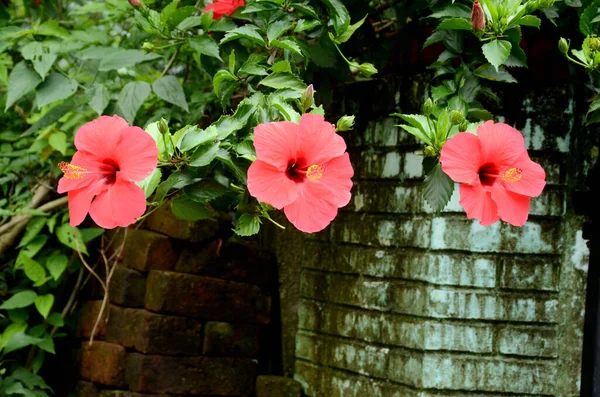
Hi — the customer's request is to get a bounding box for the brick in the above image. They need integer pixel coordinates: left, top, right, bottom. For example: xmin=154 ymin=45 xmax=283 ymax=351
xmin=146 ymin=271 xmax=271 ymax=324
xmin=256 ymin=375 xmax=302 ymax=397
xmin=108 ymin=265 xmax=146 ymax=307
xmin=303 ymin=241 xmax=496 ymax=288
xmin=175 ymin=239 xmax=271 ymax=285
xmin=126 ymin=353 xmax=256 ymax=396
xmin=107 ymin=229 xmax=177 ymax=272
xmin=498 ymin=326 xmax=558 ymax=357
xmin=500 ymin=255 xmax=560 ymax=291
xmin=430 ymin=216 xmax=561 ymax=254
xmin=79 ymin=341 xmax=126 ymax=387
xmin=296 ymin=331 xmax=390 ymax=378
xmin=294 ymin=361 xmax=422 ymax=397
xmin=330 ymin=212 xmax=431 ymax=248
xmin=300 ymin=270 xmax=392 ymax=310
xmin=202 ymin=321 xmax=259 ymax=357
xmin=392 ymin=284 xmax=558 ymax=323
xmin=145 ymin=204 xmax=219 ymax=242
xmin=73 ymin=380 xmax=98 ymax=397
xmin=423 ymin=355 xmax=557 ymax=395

----------

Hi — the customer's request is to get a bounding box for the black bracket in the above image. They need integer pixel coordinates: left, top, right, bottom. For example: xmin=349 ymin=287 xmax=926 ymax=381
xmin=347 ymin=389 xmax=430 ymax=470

----------

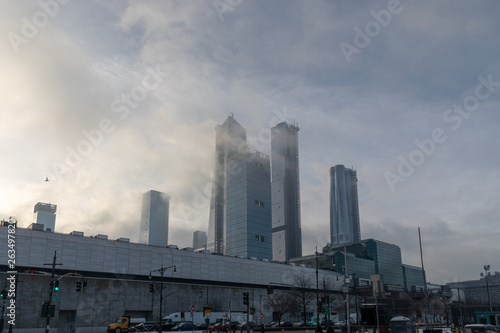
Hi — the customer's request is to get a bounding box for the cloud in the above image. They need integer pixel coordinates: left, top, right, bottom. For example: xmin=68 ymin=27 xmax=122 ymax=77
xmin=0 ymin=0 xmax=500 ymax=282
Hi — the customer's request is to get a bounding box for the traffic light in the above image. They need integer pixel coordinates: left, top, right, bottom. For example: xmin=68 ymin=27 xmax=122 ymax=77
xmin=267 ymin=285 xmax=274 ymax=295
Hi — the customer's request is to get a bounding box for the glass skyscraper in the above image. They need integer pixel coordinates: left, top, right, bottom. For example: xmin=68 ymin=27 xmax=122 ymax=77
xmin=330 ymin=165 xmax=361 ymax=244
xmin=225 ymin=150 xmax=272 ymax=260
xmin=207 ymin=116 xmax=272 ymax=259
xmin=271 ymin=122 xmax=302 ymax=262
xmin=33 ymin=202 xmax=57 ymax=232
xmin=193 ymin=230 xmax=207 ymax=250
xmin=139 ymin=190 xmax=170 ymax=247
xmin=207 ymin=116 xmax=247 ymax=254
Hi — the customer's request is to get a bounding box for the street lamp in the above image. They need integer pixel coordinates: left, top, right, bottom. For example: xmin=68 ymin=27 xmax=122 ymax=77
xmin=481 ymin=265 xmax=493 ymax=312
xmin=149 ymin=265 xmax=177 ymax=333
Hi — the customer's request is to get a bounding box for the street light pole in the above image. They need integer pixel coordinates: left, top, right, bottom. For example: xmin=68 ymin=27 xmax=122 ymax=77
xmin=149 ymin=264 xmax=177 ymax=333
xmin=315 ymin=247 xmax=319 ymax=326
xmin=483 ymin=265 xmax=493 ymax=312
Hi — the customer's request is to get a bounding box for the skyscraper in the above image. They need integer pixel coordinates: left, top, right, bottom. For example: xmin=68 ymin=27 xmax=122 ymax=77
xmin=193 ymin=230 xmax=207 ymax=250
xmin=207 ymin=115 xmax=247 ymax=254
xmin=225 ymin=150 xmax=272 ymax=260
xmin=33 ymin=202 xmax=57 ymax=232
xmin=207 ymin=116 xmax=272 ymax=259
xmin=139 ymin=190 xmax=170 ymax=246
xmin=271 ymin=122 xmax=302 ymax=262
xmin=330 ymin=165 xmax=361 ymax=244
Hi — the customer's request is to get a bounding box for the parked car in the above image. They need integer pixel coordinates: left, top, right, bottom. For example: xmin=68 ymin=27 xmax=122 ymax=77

----------

• _What needs to be done_: Reproduce only the lines of the material starting at the one containing "for the traffic" and ending at the one containing "xmin=483 ymin=265 xmax=493 ymax=312", changing every "customer's" to "client's" and leaving everything else as it is.

• _Exercise response_:
Hi — the client's request is to get a bounding box for the traffic light in the above image. They need integer pixel coordinates: left, top, right, bottom. For example: xmin=68 ymin=27 xmax=122 ymax=77
xmin=267 ymin=285 xmax=274 ymax=295
Hi — the client's request is to get a bounding box for the glass skyscraper in the above image. They need integer pixel coordinates: left, top, right, bottom. For example: xmin=68 ymin=27 xmax=122 ymax=77
xmin=330 ymin=165 xmax=361 ymax=244
xmin=225 ymin=150 xmax=272 ymax=260
xmin=207 ymin=116 xmax=272 ymax=259
xmin=271 ymin=122 xmax=302 ymax=262
xmin=33 ymin=202 xmax=57 ymax=232
xmin=193 ymin=230 xmax=207 ymax=250
xmin=139 ymin=190 xmax=170 ymax=247
xmin=207 ymin=116 xmax=247 ymax=254
Hi — the client's request is to get a bounding box for the street lamp in the above image. They need integer pixel coordinates: left, top, right, bottom. For example: xmin=68 ymin=27 xmax=122 ymax=77
xmin=481 ymin=265 xmax=493 ymax=312
xmin=149 ymin=265 xmax=177 ymax=333
Hi — the client's request is to get a bounding box for the street light pole in the above image. They need integer pixel coordinates: left, top, right, bottom. For example: xmin=68 ymin=27 xmax=122 ymax=77
xmin=149 ymin=264 xmax=177 ymax=333
xmin=315 ymin=247 xmax=319 ymax=326
xmin=483 ymin=265 xmax=493 ymax=312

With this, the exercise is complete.